Reproduce exactly the lines from the start of the records through the line containing "Wanted = one point per instance on the reddish", both included. Leave the pictures out.

━━━ Given entries ━━━

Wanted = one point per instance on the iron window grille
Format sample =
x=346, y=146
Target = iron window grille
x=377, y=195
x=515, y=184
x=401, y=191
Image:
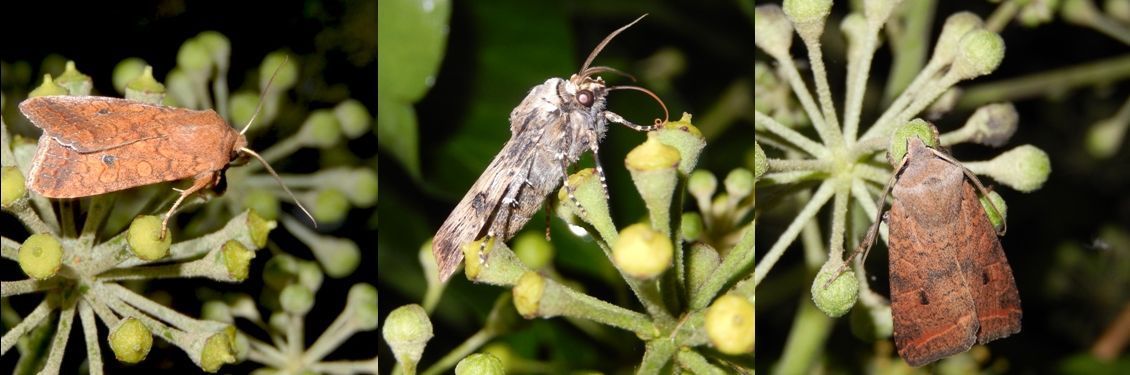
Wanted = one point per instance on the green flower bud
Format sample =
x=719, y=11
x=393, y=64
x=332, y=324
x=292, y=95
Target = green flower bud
x=259, y=228
x=528, y=294
x=980, y=53
x=330, y=206
x=216, y=352
x=236, y=260
x=145, y=88
x=362, y=190
x=653, y=171
x=730, y=324
x=407, y=331
x=1024, y=168
x=991, y=125
x=837, y=298
x=772, y=31
x=130, y=340
x=75, y=81
x=354, y=118
x=535, y=251
x=502, y=351
x=761, y=162
x=41, y=255
x=916, y=128
x=321, y=129
x=956, y=26
x=362, y=305
x=1001, y=208
x=1080, y=11
x=296, y=299
x=808, y=16
x=702, y=262
x=15, y=186
x=702, y=185
x=48, y=88
x=127, y=71
x=641, y=252
x=692, y=226
x=480, y=364
x=684, y=137
x=145, y=238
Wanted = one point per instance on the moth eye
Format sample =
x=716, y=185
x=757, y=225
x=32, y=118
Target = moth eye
x=584, y=97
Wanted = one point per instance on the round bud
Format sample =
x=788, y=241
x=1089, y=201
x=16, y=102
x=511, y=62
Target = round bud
x=730, y=324
x=407, y=331
x=130, y=340
x=641, y=252
x=980, y=53
x=837, y=298
x=15, y=186
x=41, y=255
x=480, y=364
x=145, y=238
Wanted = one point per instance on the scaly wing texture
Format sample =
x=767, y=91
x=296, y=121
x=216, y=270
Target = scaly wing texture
x=930, y=301
x=61, y=172
x=96, y=123
x=998, y=303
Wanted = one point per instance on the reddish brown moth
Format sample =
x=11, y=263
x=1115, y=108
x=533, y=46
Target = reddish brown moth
x=95, y=145
x=555, y=123
x=950, y=284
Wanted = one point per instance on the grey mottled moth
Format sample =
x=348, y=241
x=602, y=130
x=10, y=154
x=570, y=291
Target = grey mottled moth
x=555, y=123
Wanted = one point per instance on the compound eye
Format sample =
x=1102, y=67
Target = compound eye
x=584, y=97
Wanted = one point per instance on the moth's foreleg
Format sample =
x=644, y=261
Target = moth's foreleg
x=617, y=119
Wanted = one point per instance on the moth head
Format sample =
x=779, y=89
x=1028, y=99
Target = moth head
x=587, y=92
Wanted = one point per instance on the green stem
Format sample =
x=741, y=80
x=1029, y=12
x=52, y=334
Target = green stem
x=1060, y=80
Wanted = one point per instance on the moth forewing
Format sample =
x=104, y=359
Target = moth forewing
x=556, y=122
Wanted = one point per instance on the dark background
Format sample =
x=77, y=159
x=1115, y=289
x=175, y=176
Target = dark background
x=496, y=52
x=336, y=43
x=1072, y=281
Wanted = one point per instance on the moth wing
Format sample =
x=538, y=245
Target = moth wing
x=470, y=218
x=61, y=172
x=97, y=123
x=994, y=294
x=932, y=308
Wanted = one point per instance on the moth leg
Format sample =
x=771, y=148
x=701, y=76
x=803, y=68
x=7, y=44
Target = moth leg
x=600, y=171
x=568, y=190
x=198, y=183
x=617, y=119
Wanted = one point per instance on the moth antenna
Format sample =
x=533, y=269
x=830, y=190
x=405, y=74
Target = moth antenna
x=605, y=42
x=263, y=95
x=276, y=175
x=637, y=88
x=597, y=70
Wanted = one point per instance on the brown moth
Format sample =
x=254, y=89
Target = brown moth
x=950, y=284
x=94, y=145
x=552, y=128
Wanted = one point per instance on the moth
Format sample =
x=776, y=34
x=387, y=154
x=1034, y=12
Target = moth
x=950, y=284
x=94, y=145
x=552, y=128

━━━

▶ [Response]
Wanted = one point per instance on the iron window grille
Format sample =
x=346, y=146
Target = iron window grille
x=377, y=195
x=515, y=184
x=401, y=191
Image:
Wanted = one point per instance on the green flower bud
Format sample =
x=719, y=11
x=393, y=64
x=332, y=324
x=292, y=95
Target = green flower bud
x=259, y=228
x=528, y=294
x=980, y=53
x=330, y=206
x=216, y=352
x=236, y=260
x=145, y=88
x=362, y=190
x=653, y=171
x=730, y=324
x=407, y=331
x=1024, y=168
x=991, y=125
x=837, y=298
x=772, y=31
x=130, y=340
x=75, y=81
x=354, y=118
x=535, y=251
x=502, y=351
x=761, y=162
x=41, y=255
x=916, y=128
x=321, y=129
x=956, y=26
x=362, y=305
x=1001, y=208
x=1080, y=11
x=296, y=299
x=808, y=16
x=702, y=262
x=15, y=186
x=702, y=185
x=48, y=88
x=127, y=71
x=641, y=252
x=692, y=226
x=480, y=364
x=684, y=137
x=145, y=238
Wanted = one point per instance on the moth eye
Format sample =
x=716, y=185
x=757, y=225
x=32, y=118
Target = moth eye
x=584, y=97
Wanted = one point per instance on the round bud
Format sample =
x=788, y=241
x=1089, y=201
x=16, y=102
x=511, y=62
Target = round bud
x=730, y=324
x=407, y=331
x=130, y=340
x=641, y=252
x=980, y=53
x=837, y=298
x=15, y=186
x=41, y=255
x=480, y=364
x=145, y=238
Wanted = one point per instance on the scaly wing texture
Format sample =
x=767, y=91
x=296, y=121
x=216, y=270
Target = scaly wing texture
x=930, y=301
x=61, y=172
x=96, y=123
x=998, y=303
Wanted = one point per instance on the reddish brown moth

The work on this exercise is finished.